● Seitenauszug:
╔══

Insolvenzrecht und Restschuldbefreiung in Europa - Teil 10 - Insolvenztourismus in Elsass - Mosel

2.2.5.5.6. Insolvenztourismus in Elsass - Mosel

Da man die Restschuldbefreiung in Frankreich schneller als in Deutschland erreichen kann, ist das Gebiet von Elsass – Mosel oft zum Ziel deutscher Schuldner geworden. Diese Insolvenzwelle wird durch die Entscheidung des deutschen Bundesgerichtshofs unterstützt, in der das Gericht feststellt, dass wenn sich ein deutscher Staatsangehöriger ins Ausland begibt und sich dort einem Verfahren zur Restschuldbefreiung unterwirft, welches den Regelungen der deutschen InsO grundsätzlich entspricht, eine dort erteilte Restschuldbefreiung auch im Inland anzuerkennen ist.

╚══

● Bereitgestellte Daten:
╔══

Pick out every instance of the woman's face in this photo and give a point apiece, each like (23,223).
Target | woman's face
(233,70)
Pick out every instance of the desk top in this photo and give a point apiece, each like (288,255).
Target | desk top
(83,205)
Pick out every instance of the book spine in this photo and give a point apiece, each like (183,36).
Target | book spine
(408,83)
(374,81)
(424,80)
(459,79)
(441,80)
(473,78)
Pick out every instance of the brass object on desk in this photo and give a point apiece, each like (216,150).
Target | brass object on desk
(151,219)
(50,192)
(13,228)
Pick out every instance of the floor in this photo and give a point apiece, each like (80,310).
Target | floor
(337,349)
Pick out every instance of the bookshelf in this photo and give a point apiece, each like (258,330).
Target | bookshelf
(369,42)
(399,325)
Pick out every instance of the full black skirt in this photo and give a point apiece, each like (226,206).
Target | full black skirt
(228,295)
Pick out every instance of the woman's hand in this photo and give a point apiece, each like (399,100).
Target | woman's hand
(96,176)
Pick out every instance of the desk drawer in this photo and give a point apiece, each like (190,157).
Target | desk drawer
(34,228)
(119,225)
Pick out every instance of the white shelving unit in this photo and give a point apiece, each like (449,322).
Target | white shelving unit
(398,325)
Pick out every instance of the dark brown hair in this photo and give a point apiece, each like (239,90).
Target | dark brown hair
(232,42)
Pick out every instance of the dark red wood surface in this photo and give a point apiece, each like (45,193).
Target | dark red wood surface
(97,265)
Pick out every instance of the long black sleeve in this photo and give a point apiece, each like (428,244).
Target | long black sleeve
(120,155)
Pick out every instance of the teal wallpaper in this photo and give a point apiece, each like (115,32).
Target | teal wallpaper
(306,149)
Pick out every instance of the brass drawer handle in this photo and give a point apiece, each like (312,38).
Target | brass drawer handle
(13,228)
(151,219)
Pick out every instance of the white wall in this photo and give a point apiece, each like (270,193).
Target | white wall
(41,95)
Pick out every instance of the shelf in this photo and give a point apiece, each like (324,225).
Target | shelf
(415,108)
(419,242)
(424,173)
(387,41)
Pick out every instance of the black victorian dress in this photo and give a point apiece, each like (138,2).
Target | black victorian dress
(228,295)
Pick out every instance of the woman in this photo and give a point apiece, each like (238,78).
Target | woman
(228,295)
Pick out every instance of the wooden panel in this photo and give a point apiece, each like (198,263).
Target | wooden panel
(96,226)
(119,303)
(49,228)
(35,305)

╚══

● Gestellte Aufgabe: Führe den Seitenauszug über den Insolvenztourismus in Elsass-Mosel im Anschluss an seinen letzten Satz fort.

● Endergebnis:
Das französische Recht wird nur dann anwendbar und der Insolvenzantrag kann in Frankreich nur dann gestellt werden, wenn der Mittelpunkt des hauptsächlichen Interesses des Schuldners in Frankreich liegt. Voraussetzung für die Feststellung, dass die hauptsächlichen Interessen eines Schuldners in dem jeweiligen Mitgliedstaat liegen, ist zunächst die Verlagerung des Wohnsitzes. Der Schuldner kann ein zahlreiches Angebot von Anwaltskanzleien finden, die ein „Servicepaket“ hinsichtlich der Verlagerung des Lebensmittelpunktes nach Frankreich anbieten. Da es in Frankreich keine Meldepflicht gibt, ist eine Anmeldung nicht notwendig und bei Gründung einer Gesellschaft, die offiziell als der Arbeitgeber des Schuldners funktioniert, kann der Schuldner in Frankreich ohne weiteres leben und arbeiten.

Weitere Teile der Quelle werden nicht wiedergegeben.